О задании: Измените отрывок о Пастернаке, Цветаевой и Рильке: приведите всё начиная со слов «Пастернак – Цветаева» и вплоть до слов «(ЦП, 95, 96).», заменив «Марина» на «Марина Ивановна».

Пастернак – Цветаева – Рильке
Шрифт:
Однако ближе к концу в письме появляется неожиданные для влюбленного рассуждения:
«Любить Вас так, как надо, мне не дадут, и всех прежде, конечно, – Вы. О как я Вас люблю, Марина! Так вольно, так прирожденно, так обогащающе ясно. Так с руки это душе, ничего нет легче! … И все равно не изобразить прелести и утомительности труда, которым необходимо заработать Вас. Не как женщину, – не оскорбляйтесь, – это завоевывается именно маховым движеньем, слепо и невнимательно <…> О как меня на подлинник тянет. Как хочется жизни с Вами. И прежде всего той его (подлинника? – Е.З.) части, которая называется работой, ростом, вдохновеньем, познаньем» (ЦП, 95, 96).

Извлечённый материал:
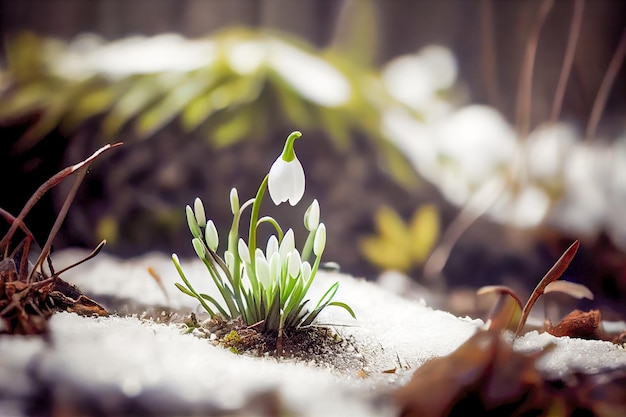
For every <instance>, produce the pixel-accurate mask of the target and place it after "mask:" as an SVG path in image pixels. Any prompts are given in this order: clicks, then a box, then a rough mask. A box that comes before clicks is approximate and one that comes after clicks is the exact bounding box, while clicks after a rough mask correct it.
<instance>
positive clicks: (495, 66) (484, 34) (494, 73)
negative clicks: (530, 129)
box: [480, 0, 501, 108]
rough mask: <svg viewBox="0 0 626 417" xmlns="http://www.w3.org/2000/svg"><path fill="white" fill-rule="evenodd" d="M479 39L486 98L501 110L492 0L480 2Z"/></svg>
mask: <svg viewBox="0 0 626 417" xmlns="http://www.w3.org/2000/svg"><path fill="white" fill-rule="evenodd" d="M480 39H481V42H480V45H481V56H482V64H483V78H484V82H485V88H486V90H487V97H488V98H489V102H490V103H491V105H492V106H494V107H496V108H501V101H500V89H499V87H498V68H497V59H496V43H495V39H496V37H495V34H494V30H493V0H481V2H480Z"/></svg>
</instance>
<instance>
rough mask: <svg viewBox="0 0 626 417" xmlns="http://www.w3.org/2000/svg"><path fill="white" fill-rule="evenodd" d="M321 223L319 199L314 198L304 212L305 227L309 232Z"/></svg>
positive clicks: (314, 228)
mask: <svg viewBox="0 0 626 417" xmlns="http://www.w3.org/2000/svg"><path fill="white" fill-rule="evenodd" d="M319 224H320V205H319V203H318V202H317V199H315V200H313V202H312V203H311V205H310V206H309V208H308V209H306V212H305V213H304V227H306V229H307V230H308V231H309V232H312V231H314V230H315V229H317V226H318V225H319Z"/></svg>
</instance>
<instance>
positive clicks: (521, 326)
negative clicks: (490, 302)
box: [515, 241, 580, 337]
mask: <svg viewBox="0 0 626 417" xmlns="http://www.w3.org/2000/svg"><path fill="white" fill-rule="evenodd" d="M578 246H580V243H579V242H578V241H575V242H574V243H572V244H571V246H570V247H569V248H567V250H566V251H565V252H564V253H563V255H561V257H560V258H559V259H558V260H557V261H556V262H555V263H554V266H552V268H550V270H549V271H548V272H547V273H546V275H544V277H543V278H542V279H541V281H539V284H537V286H536V287H535V289H534V291H533V292H532V294H531V295H530V298H529V299H528V301H527V302H526V304H525V305H524V309H523V310H522V317H521V318H520V321H519V323H518V324H517V330H516V331H515V337H517V336H519V334H520V333H521V332H522V329H523V328H524V325H525V324H526V320H527V319H528V315H529V314H530V310H531V309H532V308H533V306H534V305H535V302H536V301H537V300H538V299H539V297H541V295H542V294H543V293H544V291H545V289H546V287H547V286H548V284H550V283H551V282H554V281H556V280H557V279H559V278H560V277H561V275H563V272H565V270H566V269H567V267H568V266H569V264H570V262H572V259H574V255H576V252H577V251H578Z"/></svg>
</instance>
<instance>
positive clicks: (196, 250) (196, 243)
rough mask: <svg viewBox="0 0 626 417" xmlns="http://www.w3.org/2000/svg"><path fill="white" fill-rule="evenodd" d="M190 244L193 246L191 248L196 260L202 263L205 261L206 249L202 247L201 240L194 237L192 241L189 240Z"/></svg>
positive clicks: (199, 238) (203, 244)
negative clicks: (194, 255) (194, 254)
mask: <svg viewBox="0 0 626 417" xmlns="http://www.w3.org/2000/svg"><path fill="white" fill-rule="evenodd" d="M191 244H192V245H193V248H194V250H195V251H196V254H197V255H198V258H200V259H202V260H203V261H204V260H205V259H206V247H205V246H204V243H203V242H202V239H200V238H198V237H194V238H193V239H191Z"/></svg>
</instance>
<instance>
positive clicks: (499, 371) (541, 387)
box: [395, 331, 626, 417]
mask: <svg viewBox="0 0 626 417" xmlns="http://www.w3.org/2000/svg"><path fill="white" fill-rule="evenodd" d="M542 353H543V352H538V353H531V354H528V353H519V352H515V351H513V349H512V348H511V346H510V345H509V344H508V343H507V342H506V341H505V340H504V338H503V337H502V335H501V333H500V332H494V331H481V332H478V333H476V334H475V335H474V336H472V337H471V338H470V339H469V340H468V341H467V342H465V343H464V344H463V345H461V346H460V347H459V348H458V349H457V350H456V351H455V352H453V353H452V354H450V355H448V356H445V357H441V358H435V359H431V360H430V361H428V362H426V363H425V364H424V365H422V366H421V367H420V368H418V369H417V370H416V371H415V373H414V374H413V378H412V379H411V381H410V382H409V383H408V384H407V385H405V386H404V387H402V388H400V389H399V390H398V391H396V393H395V401H396V405H397V406H398V409H399V415H400V416H402V417H418V416H419V417H440V416H470V415H480V416H530V415H532V416H555V415H558V416H562V417H568V416H581V415H585V416H586V415H590V416H591V415H593V416H600V417H609V416H622V415H626V396H624V392H626V370H624V369H618V370H611V371H606V372H600V373H598V374H594V375H582V374H573V375H569V376H566V377H565V379H563V380H557V381H554V380H547V379H545V378H544V377H543V376H542V375H541V373H540V372H539V371H538V370H537V368H536V366H535V364H536V362H537V359H538V358H540V357H541V355H542Z"/></svg>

Выполненное задание:
Пастернак – Цветаева – Рильке
Шрифт:
Однако ближе к концу в письме появляется неожиданные для влюбленного рассуждения:
«Любить Вас так, как надо, мне не дадут, и всех прежде, конечно, – Вы. О как я Вас люблю, Марина Ивановна! Так вольно, так прирожденно, так обогащающе ясно. Так с руки это душе, ничего нет легче! … И все равно не изобразить прелести и утомительности труда, которым необходимо заработать Вас. Не как женщину, – не оскорбляйтесь, – это завоевывается именно маховым движеньем, слепо и невнимательно <…> О как меня на подлинник тянет. Как хочется жизни с Вами. И прежде всего той его (подлинника? – Е.З.) части, которая называется работой, ростом, вдохновеньем, познаньем» (ЦП, 95, 96).